> _Prompt_:
Can you return, word for word, the part of the post below starting with "iPhone - my" and going on through "of phones, smartphones."?

Sunday, March 1, 2009

iPhone - my track on PDA to smartphone

Well, many was asking me why I favored iphone instead of phones running either Symbian or Windows Mobile.

I have been using a couple of phones, smartphones.

I was a tester for HTC series of Windows Mobile phones. To me, Windows Mobile is not even advancing since the day Windows CE launched.

The design philosophy is simply not right. It was taken from a PDA approach, and adding phone functionality. The worst is, it was trying to do what a desktop computer should, and of course with a lot of short comings.

I was first using Apple Newton MessagePad 120 which I bought from Singapore back in 1993. It was a truly amazing experience of having a PDA carrying around and it is surprisingly fast and accurate on handwriting recognition, much faster than my later HP iPAQ which I bought in year 2000.

I have never been impressed by Palm's PDA, even at the later date, I bought a Tungsten for my wife, and I still never like it.

Newton sets a high standard for me on PDAs and smartphones that I came across. Frankly, none so far beats Newton on its friendliness, even the iPhone.

I am still keeping an unit of Newton MessagePad 2100, except that the battery connector dropped out, the unit is still functioning well with AC.

After Apple discontinued Newton, I was looking for a replacement, or rather, an upgrade. There comes HP iPAQ which was first seen when one of my colleague bought it sometime year 2000.

I was impressed by the color screen, and bought 2 units, one for my wife, and one for myself.

There's little connectivity on iPAQ, I can slot in a wireless card, which requires a backpack, and the unit become almost 2 X as thick, and of course, heavy.

But both my wife and myself have been suffering from short battery life, typically lasted for 1 hour when actively using it; and often screwing up our contacts on both iPAQ and PC when ActiveSync don't work properly.

I started to admire the long battery life of Palm, and of course Newton.

My iPAQ was later flashed with Linux, seems to work pretty well with a number of Linux distributions available for iPAQ at that time.

After iPAQ, I have not been using PDA for quite some time. I truly believe that PDA must be connected to be useful, and battery life, extensibility, are all important aspect of PDA/smartphone.

Records in a dataset

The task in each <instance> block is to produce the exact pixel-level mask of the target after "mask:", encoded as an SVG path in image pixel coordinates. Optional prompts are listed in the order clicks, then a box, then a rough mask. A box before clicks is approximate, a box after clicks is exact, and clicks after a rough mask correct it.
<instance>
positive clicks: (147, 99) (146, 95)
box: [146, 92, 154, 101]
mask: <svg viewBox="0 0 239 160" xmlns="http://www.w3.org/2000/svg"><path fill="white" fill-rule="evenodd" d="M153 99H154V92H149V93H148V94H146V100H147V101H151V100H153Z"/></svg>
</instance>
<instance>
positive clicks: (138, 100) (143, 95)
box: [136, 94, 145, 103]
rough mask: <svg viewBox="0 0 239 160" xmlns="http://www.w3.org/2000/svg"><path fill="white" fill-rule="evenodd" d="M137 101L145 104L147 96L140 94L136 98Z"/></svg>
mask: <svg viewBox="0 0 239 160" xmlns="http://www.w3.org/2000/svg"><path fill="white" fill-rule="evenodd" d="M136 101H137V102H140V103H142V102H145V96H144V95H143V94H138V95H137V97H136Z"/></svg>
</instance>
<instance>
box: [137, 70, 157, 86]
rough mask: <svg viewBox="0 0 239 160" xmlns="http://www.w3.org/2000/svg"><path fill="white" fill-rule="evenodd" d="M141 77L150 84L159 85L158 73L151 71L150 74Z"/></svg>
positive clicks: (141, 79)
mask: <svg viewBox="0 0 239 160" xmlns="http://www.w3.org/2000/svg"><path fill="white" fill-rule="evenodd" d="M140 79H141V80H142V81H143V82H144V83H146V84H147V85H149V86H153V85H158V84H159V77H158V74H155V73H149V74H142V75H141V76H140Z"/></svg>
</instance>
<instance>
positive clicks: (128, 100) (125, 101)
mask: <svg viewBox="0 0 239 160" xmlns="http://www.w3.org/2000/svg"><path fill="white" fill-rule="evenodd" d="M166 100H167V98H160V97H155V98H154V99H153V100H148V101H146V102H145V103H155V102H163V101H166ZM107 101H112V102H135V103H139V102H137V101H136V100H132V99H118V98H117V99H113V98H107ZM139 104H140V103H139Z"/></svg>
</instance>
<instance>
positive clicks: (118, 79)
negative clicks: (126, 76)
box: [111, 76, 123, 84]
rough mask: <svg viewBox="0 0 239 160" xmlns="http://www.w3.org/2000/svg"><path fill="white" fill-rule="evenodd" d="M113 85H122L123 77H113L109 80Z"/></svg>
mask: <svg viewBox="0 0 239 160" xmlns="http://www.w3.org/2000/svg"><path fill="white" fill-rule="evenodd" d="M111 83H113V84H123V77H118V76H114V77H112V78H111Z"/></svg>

> _Task result_:
iPhone - my track on PDA to smartphone

Well, many was asking me why I favored iphone instead of phones running either Symbian or Windows Mobile.

I have been using a couple of phones, smartphones.